* TO DO
Copy out, without alteration, every line from the one containing "Please point out the metal" down through the final line of the items below, including both of those lines.

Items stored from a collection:
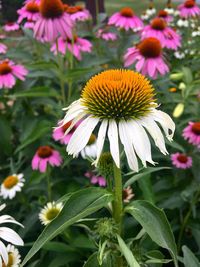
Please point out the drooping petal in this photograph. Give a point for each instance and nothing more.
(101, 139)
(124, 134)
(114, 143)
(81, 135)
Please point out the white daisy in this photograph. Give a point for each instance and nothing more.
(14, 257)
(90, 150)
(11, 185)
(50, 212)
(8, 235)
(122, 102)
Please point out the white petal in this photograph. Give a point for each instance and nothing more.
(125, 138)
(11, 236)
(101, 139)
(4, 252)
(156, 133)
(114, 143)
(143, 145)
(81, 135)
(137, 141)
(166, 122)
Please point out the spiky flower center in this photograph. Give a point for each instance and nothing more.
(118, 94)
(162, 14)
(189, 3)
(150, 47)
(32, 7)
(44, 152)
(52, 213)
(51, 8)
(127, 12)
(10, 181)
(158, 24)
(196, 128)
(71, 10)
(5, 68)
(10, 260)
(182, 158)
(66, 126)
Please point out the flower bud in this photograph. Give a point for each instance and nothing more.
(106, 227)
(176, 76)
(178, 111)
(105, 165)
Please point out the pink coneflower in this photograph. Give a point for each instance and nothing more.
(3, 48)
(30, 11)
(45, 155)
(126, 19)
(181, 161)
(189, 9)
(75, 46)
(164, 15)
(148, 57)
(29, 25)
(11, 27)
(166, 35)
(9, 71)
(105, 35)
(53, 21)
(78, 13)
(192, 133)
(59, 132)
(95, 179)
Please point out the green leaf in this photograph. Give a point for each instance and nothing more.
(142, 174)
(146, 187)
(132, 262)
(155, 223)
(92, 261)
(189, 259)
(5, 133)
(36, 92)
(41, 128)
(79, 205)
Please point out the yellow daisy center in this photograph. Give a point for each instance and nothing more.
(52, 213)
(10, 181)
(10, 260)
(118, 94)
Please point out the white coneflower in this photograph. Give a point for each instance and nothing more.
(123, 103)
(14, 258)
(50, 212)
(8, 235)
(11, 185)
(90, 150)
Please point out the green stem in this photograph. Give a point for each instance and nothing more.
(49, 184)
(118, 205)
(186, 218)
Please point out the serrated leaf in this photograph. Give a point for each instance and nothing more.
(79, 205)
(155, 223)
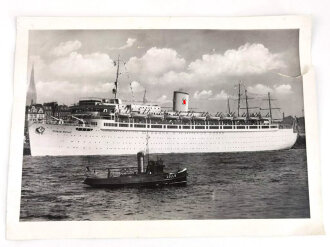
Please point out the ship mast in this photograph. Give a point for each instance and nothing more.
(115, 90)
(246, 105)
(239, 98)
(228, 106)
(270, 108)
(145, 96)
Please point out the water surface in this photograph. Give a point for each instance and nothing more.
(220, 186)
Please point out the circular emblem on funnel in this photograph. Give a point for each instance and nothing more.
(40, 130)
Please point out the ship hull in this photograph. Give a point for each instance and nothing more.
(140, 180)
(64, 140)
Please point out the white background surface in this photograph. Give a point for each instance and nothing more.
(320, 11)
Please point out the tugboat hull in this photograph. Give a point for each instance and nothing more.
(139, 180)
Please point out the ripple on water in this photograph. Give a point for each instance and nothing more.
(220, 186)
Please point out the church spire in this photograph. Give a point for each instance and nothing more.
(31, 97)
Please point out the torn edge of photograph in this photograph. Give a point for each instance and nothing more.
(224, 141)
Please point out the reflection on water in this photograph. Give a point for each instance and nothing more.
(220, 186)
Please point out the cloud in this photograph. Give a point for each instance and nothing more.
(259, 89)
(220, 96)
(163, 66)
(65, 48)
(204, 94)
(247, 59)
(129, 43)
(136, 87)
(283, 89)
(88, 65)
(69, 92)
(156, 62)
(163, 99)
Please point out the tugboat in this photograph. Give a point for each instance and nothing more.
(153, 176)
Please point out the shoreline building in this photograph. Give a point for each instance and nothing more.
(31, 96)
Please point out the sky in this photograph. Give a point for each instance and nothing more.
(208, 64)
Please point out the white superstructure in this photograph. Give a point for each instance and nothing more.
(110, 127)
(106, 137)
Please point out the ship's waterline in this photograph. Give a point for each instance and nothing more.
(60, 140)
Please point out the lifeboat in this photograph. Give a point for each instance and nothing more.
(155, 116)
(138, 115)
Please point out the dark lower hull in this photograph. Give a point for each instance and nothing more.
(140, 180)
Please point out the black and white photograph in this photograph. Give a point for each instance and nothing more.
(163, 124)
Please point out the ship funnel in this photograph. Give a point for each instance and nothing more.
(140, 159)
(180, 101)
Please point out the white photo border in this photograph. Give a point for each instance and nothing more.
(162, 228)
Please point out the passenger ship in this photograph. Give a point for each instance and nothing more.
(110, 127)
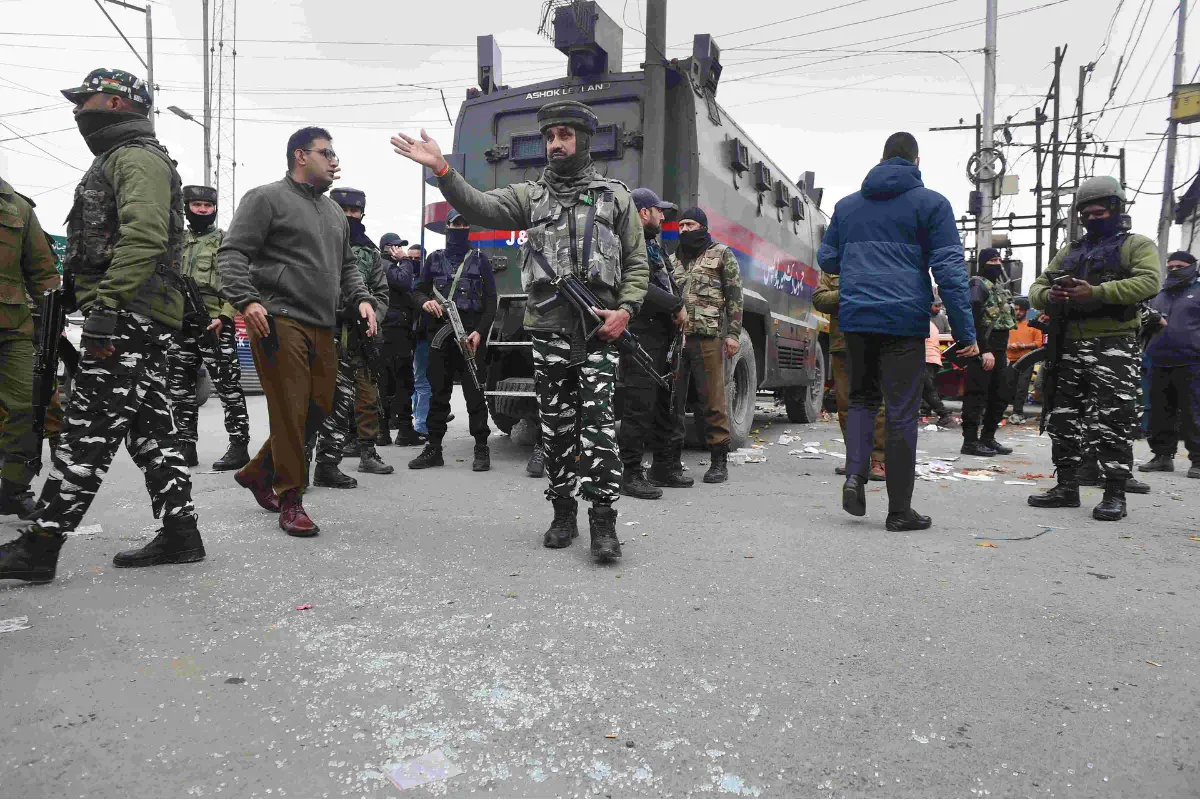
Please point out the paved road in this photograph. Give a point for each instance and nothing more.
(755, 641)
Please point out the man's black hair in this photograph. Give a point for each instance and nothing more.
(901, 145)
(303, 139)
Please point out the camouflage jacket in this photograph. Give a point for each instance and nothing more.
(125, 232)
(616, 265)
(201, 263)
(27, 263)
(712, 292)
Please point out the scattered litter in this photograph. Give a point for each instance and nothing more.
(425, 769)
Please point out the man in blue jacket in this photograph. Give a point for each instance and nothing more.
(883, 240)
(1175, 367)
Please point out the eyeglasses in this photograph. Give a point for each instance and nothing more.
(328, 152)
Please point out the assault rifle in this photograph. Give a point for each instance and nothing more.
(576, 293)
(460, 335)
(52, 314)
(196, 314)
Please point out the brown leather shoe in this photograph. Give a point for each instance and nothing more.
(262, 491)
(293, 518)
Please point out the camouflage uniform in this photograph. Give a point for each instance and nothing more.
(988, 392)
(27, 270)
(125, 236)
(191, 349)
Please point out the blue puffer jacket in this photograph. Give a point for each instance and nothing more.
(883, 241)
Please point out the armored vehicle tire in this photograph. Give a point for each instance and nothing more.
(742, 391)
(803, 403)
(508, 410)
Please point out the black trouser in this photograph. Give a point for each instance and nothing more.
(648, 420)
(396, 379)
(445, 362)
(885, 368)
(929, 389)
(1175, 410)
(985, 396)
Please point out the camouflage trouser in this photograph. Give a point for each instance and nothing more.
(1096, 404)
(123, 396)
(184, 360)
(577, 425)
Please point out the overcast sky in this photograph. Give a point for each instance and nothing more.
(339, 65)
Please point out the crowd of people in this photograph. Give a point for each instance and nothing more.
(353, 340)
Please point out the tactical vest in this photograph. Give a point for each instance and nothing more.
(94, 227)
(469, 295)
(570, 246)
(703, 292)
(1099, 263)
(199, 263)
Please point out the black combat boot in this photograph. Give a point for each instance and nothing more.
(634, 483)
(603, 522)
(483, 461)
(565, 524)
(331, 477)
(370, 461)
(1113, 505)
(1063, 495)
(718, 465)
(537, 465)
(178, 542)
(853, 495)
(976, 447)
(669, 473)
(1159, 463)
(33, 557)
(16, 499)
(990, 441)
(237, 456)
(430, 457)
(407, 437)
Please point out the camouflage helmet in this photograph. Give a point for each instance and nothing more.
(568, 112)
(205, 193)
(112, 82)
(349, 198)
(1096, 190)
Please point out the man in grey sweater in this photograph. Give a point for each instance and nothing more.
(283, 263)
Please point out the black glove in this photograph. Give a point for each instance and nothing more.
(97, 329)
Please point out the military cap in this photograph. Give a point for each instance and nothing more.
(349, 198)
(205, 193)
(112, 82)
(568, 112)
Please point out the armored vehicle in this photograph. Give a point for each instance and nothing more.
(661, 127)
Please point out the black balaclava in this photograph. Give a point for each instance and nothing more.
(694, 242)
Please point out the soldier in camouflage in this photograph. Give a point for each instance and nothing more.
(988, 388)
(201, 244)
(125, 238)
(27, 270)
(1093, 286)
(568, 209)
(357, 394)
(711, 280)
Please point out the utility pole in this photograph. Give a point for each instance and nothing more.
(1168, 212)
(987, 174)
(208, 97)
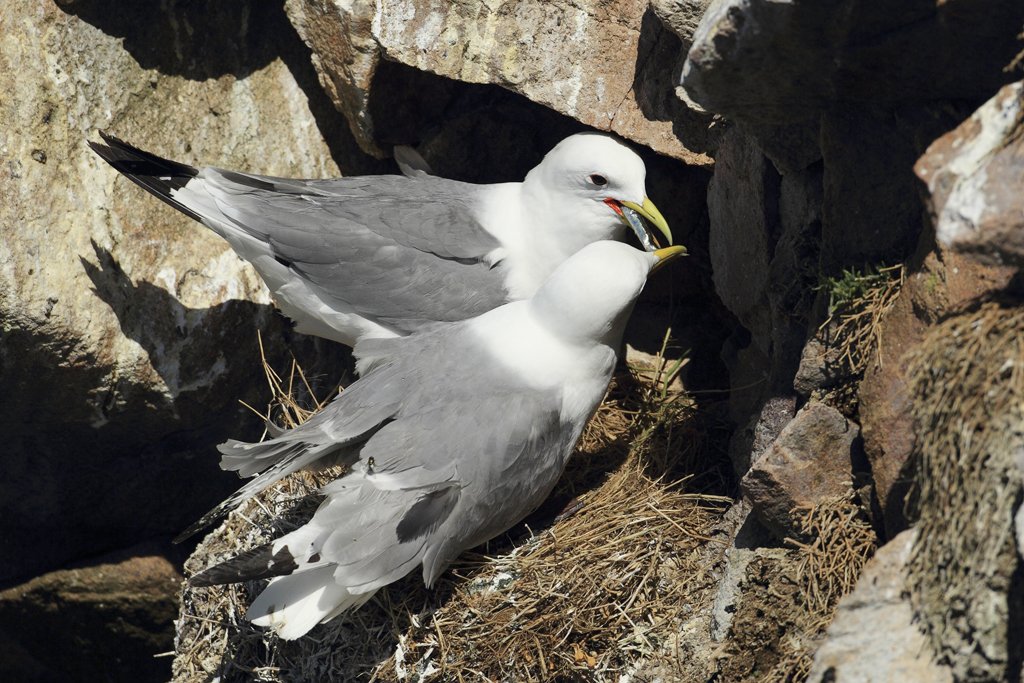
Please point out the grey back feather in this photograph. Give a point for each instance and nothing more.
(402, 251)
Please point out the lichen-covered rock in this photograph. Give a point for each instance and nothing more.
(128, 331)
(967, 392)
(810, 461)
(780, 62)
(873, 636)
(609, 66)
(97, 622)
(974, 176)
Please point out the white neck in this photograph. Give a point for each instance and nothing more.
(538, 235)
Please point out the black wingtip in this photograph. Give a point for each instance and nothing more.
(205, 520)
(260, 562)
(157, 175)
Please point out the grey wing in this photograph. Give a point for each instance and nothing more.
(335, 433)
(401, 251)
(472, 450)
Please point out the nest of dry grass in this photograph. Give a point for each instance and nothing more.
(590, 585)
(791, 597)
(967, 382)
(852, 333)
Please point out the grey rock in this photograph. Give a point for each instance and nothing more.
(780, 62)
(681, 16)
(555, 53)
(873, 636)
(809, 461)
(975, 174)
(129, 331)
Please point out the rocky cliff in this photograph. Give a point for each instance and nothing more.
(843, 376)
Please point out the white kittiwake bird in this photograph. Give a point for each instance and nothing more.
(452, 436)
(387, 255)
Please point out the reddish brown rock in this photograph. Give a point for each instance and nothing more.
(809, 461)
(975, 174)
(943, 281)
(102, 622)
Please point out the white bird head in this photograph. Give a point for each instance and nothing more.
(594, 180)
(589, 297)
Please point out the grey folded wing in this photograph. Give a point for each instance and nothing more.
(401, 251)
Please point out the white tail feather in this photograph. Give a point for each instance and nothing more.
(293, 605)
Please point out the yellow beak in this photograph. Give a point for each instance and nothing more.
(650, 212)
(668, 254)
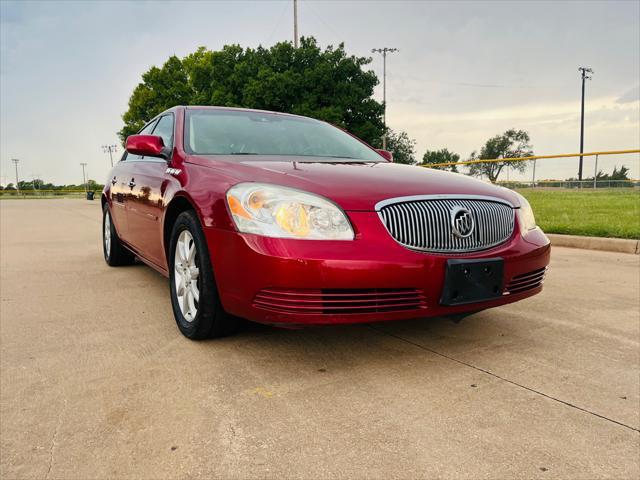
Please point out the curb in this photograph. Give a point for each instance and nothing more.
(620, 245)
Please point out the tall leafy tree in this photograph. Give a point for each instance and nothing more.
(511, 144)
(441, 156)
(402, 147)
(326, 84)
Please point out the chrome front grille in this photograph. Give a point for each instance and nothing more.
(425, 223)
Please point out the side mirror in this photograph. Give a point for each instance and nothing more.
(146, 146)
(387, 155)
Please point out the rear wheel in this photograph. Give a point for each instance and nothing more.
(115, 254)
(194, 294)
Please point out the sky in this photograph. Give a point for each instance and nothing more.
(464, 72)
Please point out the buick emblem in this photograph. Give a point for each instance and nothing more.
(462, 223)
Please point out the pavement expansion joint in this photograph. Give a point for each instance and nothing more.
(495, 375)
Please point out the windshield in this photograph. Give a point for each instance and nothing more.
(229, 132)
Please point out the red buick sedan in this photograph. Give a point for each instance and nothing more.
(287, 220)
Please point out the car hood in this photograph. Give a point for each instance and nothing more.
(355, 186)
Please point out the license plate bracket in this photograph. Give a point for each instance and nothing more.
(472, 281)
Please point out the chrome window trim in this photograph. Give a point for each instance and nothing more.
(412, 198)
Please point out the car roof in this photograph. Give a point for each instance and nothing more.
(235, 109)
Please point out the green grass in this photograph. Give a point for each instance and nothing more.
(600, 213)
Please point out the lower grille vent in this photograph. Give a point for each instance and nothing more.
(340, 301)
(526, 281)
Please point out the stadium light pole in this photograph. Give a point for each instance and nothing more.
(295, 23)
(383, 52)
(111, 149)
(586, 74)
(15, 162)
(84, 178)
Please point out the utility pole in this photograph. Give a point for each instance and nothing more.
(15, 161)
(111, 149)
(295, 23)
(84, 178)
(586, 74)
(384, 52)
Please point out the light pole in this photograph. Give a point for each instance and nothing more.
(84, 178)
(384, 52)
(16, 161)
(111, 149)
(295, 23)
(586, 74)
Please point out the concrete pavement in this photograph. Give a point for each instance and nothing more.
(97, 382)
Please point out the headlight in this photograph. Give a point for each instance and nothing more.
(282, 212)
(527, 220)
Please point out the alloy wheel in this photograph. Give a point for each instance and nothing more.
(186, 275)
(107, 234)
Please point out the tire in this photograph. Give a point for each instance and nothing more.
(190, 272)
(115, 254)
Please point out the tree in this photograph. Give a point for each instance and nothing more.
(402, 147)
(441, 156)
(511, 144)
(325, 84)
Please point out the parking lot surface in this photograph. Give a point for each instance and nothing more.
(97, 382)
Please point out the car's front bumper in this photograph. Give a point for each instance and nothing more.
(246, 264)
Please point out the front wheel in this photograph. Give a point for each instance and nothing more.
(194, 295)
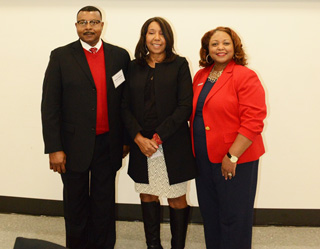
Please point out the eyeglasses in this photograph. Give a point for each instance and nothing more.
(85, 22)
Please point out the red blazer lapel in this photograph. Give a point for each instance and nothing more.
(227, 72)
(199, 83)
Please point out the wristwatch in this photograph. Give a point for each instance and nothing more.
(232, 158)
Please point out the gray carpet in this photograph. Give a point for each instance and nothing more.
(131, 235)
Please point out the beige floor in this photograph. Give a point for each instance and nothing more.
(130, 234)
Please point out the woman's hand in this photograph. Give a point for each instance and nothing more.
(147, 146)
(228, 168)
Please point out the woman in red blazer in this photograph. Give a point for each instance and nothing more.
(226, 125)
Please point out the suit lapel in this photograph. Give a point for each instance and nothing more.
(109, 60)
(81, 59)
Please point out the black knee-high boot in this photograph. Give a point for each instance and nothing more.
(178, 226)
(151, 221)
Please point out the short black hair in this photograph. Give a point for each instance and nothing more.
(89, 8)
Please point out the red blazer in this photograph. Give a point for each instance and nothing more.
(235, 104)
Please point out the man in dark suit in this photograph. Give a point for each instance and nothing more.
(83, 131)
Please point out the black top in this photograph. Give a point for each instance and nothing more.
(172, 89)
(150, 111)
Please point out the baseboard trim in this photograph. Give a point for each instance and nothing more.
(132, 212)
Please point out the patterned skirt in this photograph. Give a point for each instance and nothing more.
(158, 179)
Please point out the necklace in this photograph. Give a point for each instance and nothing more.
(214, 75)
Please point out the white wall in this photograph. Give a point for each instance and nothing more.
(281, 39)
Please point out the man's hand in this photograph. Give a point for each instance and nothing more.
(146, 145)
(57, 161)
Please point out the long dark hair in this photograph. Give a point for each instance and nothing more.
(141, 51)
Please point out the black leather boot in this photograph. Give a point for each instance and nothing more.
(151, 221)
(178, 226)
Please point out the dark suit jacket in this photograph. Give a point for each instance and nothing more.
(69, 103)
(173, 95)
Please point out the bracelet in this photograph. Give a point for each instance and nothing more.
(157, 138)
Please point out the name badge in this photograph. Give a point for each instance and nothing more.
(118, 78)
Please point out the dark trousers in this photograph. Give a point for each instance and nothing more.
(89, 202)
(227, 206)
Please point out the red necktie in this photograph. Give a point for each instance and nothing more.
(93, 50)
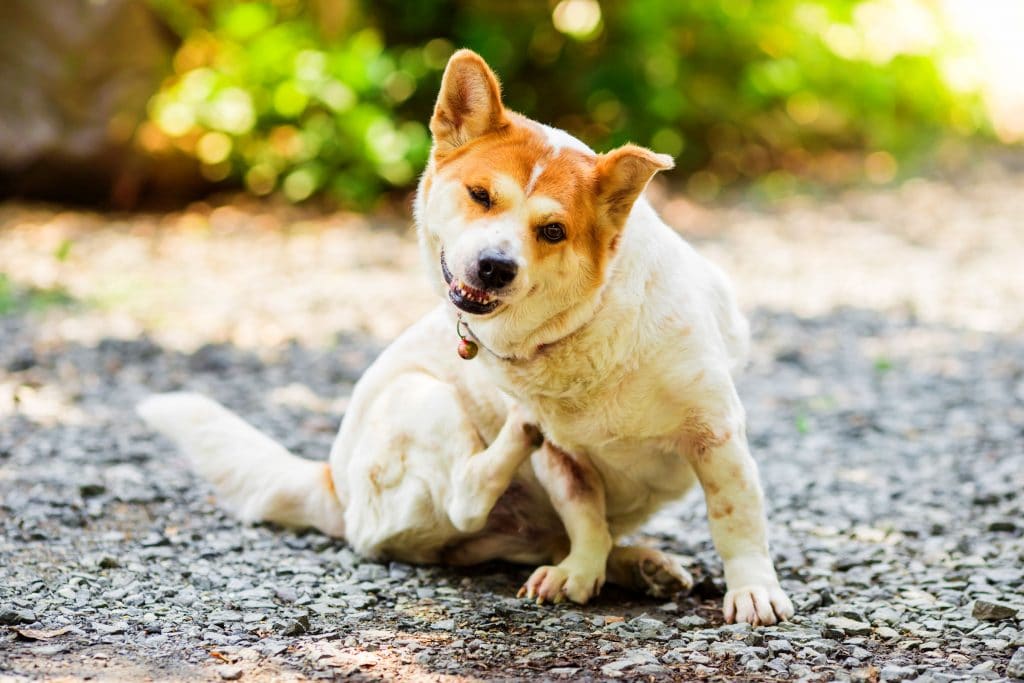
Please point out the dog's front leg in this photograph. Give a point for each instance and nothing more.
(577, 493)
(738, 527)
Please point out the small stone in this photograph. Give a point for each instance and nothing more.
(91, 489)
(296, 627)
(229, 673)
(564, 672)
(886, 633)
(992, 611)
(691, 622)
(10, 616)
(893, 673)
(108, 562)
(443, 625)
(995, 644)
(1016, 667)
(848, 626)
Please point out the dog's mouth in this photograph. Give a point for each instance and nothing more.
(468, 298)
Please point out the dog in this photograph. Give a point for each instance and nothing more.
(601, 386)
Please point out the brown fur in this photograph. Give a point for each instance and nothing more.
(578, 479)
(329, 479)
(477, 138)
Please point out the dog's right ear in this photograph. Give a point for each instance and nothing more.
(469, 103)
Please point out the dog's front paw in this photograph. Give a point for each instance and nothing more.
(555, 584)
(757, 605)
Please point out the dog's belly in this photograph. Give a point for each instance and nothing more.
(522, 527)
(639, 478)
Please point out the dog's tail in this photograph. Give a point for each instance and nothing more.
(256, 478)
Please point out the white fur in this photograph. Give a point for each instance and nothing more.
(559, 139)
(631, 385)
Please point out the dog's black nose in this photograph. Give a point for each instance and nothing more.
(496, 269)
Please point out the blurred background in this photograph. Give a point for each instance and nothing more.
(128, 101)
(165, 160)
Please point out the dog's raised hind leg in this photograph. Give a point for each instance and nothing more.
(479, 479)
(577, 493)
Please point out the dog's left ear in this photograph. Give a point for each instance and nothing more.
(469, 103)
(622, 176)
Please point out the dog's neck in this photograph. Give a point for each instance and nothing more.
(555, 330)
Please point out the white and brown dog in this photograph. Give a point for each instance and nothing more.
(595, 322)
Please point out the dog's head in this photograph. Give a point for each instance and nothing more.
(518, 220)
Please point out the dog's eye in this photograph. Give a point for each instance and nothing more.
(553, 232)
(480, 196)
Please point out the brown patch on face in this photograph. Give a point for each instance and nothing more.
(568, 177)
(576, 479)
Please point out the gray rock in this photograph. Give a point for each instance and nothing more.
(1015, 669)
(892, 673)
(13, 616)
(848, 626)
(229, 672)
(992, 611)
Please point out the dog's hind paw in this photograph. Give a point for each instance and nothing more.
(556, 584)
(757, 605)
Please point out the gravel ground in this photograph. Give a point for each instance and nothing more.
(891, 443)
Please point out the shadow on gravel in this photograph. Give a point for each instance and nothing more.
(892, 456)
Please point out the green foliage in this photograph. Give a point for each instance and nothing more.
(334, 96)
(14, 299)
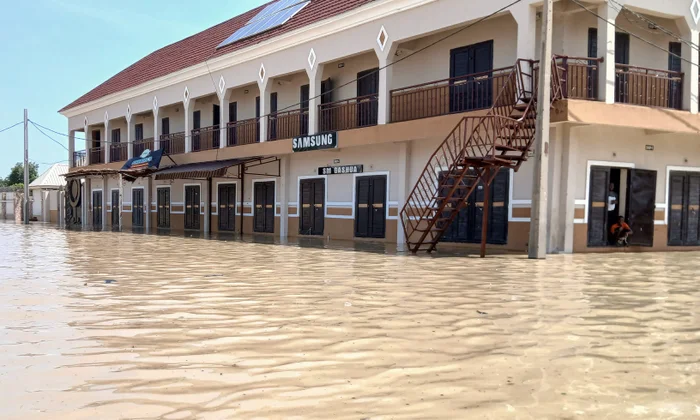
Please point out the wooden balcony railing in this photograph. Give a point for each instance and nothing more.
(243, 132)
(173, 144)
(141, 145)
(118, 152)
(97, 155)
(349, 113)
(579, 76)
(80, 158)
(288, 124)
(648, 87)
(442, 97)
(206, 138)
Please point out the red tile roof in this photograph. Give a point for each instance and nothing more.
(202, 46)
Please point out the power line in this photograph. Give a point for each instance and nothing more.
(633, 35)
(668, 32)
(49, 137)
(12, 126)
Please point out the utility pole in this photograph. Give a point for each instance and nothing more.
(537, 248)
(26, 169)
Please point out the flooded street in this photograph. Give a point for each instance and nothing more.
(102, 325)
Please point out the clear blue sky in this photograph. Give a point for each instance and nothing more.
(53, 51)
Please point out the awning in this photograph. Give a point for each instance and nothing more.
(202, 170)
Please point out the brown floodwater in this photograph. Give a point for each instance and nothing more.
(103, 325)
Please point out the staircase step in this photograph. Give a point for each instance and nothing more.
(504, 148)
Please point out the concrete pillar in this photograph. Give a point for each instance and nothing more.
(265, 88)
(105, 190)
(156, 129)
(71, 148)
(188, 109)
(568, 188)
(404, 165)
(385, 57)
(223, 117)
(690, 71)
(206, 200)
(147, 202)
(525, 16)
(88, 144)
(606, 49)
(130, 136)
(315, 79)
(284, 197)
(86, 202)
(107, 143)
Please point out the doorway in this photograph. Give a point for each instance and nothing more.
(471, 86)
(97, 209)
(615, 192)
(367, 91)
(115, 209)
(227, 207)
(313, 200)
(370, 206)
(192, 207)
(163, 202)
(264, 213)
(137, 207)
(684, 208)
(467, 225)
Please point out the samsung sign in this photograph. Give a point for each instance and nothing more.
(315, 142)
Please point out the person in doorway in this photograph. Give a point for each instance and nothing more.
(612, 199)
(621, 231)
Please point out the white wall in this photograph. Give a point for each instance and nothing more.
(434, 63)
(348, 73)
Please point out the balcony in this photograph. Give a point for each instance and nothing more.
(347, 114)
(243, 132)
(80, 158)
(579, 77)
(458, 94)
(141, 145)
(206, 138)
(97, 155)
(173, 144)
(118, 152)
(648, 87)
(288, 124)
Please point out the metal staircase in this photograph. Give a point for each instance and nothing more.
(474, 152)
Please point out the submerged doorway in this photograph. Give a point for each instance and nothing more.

* TASK ANSWER
Please point out the metal staircase in this photograph. Give a point for each instance and nothing more.
(474, 152)
Please point out the submerged doorway in this photograph. Give a point for each instance and nothing more.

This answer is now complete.